:: STATED TASK ::
Tally how many lines in the material below contain the string "flower", treating uppercase and lowercase as different, and reply with the number alone.

:: GIVEN INFORMATION ::

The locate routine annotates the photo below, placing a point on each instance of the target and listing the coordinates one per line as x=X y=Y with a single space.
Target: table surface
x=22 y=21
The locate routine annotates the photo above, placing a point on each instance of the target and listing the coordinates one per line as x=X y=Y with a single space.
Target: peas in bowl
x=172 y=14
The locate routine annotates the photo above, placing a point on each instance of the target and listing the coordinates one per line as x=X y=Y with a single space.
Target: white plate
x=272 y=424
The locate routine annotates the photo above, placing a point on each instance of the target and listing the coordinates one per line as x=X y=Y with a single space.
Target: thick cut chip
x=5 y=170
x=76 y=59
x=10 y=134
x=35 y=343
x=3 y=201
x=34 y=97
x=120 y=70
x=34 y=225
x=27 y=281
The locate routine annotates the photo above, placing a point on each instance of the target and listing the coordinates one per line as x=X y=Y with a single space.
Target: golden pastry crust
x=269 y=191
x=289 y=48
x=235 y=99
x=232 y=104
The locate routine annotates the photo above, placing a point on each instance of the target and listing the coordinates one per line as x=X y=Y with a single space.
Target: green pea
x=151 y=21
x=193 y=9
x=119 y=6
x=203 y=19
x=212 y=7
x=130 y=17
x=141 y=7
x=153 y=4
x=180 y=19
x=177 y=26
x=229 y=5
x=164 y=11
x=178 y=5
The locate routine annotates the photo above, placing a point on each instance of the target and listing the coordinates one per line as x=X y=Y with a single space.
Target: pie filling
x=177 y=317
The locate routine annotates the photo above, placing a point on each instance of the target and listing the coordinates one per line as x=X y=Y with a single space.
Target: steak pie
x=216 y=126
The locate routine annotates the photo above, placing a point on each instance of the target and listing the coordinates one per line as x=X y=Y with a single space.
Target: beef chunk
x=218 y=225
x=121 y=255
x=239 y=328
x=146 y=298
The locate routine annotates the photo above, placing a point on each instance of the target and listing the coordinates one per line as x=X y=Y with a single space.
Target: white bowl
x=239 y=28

* * *

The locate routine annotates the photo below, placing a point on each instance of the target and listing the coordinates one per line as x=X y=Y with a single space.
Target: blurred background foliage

---

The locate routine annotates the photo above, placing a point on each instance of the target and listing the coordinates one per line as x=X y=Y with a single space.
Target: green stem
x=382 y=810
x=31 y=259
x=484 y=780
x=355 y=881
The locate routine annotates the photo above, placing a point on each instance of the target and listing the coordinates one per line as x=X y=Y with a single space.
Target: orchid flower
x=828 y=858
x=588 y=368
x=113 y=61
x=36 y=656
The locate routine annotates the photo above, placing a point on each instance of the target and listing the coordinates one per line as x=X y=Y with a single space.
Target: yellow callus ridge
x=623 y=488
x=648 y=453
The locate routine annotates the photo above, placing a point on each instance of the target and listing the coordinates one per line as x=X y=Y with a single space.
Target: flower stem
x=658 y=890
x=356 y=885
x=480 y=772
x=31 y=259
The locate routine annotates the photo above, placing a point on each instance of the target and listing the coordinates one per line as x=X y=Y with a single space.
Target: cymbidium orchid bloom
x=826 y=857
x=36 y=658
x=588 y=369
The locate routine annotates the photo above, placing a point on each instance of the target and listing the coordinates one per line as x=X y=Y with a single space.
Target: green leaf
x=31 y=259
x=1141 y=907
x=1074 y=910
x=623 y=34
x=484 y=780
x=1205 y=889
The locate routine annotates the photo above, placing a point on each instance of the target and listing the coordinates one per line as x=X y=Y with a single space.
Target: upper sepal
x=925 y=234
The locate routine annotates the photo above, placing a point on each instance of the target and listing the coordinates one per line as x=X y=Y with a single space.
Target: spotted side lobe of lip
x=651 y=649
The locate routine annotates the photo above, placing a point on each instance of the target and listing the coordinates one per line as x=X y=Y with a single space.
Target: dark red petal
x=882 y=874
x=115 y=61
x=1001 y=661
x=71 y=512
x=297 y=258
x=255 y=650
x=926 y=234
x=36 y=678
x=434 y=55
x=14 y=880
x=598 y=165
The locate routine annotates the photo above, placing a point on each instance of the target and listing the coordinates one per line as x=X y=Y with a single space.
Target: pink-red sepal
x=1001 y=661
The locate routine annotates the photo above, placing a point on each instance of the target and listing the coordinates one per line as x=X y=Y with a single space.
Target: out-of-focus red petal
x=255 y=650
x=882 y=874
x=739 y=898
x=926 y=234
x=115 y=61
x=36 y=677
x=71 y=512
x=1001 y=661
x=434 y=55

:: FINISHED EXERCISE ::
2